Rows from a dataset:

• • • •

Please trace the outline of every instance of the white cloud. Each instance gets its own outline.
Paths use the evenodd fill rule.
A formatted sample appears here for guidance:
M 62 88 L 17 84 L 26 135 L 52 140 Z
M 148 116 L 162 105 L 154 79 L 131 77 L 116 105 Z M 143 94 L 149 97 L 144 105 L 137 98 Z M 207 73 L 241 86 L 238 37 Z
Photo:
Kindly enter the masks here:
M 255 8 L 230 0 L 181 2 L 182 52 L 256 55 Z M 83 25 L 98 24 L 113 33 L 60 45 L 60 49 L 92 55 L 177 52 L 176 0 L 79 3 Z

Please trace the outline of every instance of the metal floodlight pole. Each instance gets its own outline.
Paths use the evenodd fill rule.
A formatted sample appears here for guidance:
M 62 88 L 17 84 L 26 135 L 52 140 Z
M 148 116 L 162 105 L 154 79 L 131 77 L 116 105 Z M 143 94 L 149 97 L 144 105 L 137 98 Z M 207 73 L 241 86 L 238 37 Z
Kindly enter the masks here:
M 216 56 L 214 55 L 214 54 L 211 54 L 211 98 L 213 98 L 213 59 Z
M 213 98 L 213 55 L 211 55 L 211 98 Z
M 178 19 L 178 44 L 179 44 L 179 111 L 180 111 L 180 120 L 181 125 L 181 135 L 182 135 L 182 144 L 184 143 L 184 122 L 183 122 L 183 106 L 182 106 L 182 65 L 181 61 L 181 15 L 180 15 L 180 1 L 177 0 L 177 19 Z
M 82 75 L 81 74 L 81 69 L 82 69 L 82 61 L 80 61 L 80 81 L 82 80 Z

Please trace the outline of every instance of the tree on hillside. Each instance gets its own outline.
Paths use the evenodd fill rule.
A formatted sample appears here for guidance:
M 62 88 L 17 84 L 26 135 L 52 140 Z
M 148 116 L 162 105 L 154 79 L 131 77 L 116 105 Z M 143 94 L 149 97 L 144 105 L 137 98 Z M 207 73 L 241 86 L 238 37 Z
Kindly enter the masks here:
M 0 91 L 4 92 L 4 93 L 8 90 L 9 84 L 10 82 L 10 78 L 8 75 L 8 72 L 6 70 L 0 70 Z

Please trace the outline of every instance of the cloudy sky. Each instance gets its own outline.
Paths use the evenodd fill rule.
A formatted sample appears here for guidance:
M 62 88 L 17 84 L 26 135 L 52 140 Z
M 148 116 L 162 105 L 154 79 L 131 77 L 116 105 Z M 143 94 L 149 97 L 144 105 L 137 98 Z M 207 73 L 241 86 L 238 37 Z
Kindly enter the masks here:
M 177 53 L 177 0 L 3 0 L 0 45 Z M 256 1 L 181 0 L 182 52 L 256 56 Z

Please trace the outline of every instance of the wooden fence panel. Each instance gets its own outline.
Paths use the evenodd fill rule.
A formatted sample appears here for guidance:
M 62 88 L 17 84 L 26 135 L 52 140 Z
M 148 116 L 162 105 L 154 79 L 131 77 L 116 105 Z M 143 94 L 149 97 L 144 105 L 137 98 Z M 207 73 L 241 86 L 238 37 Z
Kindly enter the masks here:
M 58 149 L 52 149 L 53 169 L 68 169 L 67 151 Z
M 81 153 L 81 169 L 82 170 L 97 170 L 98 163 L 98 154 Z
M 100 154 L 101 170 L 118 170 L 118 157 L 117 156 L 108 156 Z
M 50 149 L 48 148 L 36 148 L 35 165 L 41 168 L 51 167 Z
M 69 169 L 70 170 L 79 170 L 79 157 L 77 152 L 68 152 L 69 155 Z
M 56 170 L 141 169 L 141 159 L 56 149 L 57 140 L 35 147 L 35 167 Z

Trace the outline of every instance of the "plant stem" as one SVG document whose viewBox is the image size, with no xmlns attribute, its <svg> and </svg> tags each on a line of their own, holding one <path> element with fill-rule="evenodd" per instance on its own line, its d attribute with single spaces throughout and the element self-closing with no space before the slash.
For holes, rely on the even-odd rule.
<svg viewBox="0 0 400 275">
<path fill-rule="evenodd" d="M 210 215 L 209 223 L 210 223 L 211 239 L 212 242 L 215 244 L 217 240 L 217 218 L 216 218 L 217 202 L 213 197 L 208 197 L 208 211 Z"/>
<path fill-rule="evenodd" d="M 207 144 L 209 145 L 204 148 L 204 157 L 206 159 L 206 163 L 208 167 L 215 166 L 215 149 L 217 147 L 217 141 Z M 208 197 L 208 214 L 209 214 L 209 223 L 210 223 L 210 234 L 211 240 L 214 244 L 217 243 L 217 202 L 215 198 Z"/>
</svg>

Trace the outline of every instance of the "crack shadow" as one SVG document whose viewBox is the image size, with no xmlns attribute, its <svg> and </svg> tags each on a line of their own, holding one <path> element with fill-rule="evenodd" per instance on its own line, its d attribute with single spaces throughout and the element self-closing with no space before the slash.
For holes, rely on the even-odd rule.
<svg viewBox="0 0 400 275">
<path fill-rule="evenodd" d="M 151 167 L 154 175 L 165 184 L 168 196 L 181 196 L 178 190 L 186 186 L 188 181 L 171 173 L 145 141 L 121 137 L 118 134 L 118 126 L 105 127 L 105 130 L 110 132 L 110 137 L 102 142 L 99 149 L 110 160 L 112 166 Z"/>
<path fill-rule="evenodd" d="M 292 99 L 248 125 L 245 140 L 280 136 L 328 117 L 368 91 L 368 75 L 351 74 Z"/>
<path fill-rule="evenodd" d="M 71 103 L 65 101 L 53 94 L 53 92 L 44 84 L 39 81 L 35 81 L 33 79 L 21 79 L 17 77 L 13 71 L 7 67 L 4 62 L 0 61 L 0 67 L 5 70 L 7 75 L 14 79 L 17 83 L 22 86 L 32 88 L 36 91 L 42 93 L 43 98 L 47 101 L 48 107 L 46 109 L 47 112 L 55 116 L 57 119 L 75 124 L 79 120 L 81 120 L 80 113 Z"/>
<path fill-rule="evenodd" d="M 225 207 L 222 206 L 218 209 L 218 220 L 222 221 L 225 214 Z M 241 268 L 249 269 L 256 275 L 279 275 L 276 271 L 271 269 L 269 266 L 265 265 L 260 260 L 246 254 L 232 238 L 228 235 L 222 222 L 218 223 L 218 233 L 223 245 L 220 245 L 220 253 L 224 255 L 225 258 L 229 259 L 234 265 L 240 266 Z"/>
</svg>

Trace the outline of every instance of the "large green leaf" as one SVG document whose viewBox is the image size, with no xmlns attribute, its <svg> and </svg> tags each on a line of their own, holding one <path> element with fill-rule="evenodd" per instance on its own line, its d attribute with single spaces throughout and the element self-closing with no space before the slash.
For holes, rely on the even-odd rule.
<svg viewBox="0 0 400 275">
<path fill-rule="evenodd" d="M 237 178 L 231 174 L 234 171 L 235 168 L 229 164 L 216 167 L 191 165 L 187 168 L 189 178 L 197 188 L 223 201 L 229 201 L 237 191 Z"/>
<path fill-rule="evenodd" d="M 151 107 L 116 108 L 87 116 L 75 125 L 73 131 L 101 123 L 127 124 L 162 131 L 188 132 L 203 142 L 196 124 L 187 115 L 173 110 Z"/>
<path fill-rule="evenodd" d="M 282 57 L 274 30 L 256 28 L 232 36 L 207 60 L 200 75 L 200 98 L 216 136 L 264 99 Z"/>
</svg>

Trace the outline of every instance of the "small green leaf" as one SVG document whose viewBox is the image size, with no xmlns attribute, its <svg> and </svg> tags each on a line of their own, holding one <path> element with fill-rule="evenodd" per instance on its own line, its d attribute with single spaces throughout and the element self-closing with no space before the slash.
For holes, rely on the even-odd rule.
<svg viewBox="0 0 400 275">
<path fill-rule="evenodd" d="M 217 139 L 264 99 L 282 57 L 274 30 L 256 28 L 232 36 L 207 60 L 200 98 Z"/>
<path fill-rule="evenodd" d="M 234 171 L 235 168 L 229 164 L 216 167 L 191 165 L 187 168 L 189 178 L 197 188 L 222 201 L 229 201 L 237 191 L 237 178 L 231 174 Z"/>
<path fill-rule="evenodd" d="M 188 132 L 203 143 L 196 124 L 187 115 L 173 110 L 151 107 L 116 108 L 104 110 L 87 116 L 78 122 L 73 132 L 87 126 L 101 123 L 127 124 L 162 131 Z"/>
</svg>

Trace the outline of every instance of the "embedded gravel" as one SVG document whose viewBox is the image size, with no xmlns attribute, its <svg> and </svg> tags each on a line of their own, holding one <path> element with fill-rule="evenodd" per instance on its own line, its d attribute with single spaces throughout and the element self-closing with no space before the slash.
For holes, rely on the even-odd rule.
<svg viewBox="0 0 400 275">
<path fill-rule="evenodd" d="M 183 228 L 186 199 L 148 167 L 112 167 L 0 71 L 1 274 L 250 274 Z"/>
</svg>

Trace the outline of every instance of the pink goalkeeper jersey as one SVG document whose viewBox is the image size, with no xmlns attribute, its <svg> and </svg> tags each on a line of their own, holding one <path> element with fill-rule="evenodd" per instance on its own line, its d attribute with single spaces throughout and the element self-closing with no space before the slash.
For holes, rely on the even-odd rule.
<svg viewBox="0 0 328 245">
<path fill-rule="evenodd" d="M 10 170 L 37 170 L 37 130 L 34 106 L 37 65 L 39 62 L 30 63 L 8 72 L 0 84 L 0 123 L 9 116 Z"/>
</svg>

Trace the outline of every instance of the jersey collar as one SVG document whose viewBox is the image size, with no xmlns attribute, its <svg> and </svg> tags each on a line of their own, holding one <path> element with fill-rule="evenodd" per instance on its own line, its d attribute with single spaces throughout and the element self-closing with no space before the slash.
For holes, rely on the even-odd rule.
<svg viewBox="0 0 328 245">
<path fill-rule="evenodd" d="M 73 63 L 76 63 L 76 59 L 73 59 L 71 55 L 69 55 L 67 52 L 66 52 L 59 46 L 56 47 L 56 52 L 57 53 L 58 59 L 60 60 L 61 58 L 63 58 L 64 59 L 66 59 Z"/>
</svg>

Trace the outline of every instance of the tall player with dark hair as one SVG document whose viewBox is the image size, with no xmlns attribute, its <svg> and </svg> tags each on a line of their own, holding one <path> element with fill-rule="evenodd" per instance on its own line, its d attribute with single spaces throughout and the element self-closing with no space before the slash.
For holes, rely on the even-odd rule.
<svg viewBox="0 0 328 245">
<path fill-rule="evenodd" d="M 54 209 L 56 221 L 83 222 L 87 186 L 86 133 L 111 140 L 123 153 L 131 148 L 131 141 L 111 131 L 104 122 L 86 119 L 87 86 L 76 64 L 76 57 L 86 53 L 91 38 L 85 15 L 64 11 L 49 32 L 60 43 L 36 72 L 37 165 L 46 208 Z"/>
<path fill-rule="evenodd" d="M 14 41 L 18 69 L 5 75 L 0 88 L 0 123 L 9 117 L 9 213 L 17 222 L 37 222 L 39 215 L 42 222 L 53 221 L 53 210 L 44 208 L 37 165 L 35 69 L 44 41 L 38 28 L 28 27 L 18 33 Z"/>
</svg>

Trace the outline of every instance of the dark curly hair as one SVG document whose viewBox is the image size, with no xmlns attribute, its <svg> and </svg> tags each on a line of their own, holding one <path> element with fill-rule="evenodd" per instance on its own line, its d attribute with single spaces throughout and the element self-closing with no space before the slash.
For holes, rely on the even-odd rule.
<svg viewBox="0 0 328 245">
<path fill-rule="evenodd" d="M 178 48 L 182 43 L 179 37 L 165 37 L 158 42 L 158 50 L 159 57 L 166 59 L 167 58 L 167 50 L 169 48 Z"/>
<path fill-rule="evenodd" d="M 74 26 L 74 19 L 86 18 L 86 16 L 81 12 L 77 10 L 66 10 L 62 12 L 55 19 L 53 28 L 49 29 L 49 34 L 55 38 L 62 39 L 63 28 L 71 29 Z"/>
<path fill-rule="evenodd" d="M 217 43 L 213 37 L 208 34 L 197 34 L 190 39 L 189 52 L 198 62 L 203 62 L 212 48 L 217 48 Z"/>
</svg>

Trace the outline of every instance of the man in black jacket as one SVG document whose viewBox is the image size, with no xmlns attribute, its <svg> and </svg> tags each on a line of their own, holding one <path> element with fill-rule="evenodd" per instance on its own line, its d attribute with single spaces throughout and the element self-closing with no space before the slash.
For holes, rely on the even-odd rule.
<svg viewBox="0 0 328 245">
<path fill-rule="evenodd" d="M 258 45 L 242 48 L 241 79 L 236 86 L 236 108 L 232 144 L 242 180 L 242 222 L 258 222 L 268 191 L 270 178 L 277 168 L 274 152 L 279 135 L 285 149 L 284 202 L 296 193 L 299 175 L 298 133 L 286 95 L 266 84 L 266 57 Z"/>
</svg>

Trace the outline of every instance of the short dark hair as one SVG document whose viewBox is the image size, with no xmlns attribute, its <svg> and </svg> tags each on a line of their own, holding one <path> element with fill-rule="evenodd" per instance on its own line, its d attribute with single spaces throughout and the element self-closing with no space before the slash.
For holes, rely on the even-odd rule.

• • • •

Exercise goal: Copy out the rows from the beginning through the line holding "M 255 8 L 230", both included and requests kept. Offset every coordinate in the answers by adding -142.

Complete answer:
Please trace the outline of every instance of the white cloud. Each instance gets its own outline.
Paths use the evenodd fill rule.
A formatted sample appears here for guidance:
M 62 88 L 17 84 L 26 135 L 52 140 Z
M 148 116 L 162 105 L 154 79 L 131 77 L 116 105 Z M 143 94 L 149 97 L 144 105 L 137 98 Z M 207 73 L 241 86 L 238 37 Z
Photo:
Kindly enter the masks here:
M 113 -134 L 88 -142 L 39 -140 L 40 -90 L 114 -87 Z M -59 -117 L -44 -118 L -29 -109 L -82 -97 L -82 -93 L -50 -87 L 35 -90 L 34 -142 L -63 -139 Z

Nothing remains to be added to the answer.